> 任务列表
A – 在数仓面试笔记的SQL题里，第3问把什么样的用户判定为活跃用户？
B – 请从数仓面试笔记的最后一行之后接着往下写。

> 文本片段
────

一面
项目难点
数据分层
怎么判断一个数仓的质量
拉链表
SQL题
一张device表
device_id | country uid | extend | date_time |
---|---|---|---|
{spu_code click pay_id time pv} |
1、当前spu在某些国家下的曝光情况 汇总
2、14天内某些spu点击 曝光 购买趋势 top10 汇总
3、当前u_ID 是否活跃用户(连续7天有曝光行为)
with device2 as(
select
device_id
,country
,uid
,date_time
,get_json(extend,spu_code) as spu_code
,get_json(extend,click) as click
,get_json(extend,pay_id) as pay_id
,get_json(extend,time) as time
,get_json(extend,pv) as pv
from device
)
1.
select country,spu_code,sum(pv)
from device2
group by country,spu_code
2.
select spu_code
from(
select spu_code,
rank() over(partition by spu_code order by sum_click) as click_top,
rank() over(partition by spu_code order by sum_pv) as pv_top,
rank() over(partition by spu_code order by sum_paid) as paid_top,
from(
select spu_code,sum(click),sum(pv),sum(paid_id)

────

> 提供的数据
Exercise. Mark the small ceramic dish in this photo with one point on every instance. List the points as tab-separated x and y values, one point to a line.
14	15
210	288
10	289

────

> 练习答案
A – 连续7天有曝光行为的用户。

B –
from device2
where date_time>=date_sub(date_time,14)
group by spu_code
)t
)t2
where click_top>=10 or pv_top>=10 or paid_top>=10
3.
select u_id,if(count(time_num)>=7,1,0) as if_create
from(
select uid,date_sub(date_time,rn) as time_num
from(
select date_time,uid,row_number() over(partition by u_id order by date_time) as rn
from device2
)t
)t2
二面
数据倾斜
缓慢变化维
维度退化
项目难点
三名(CTO面)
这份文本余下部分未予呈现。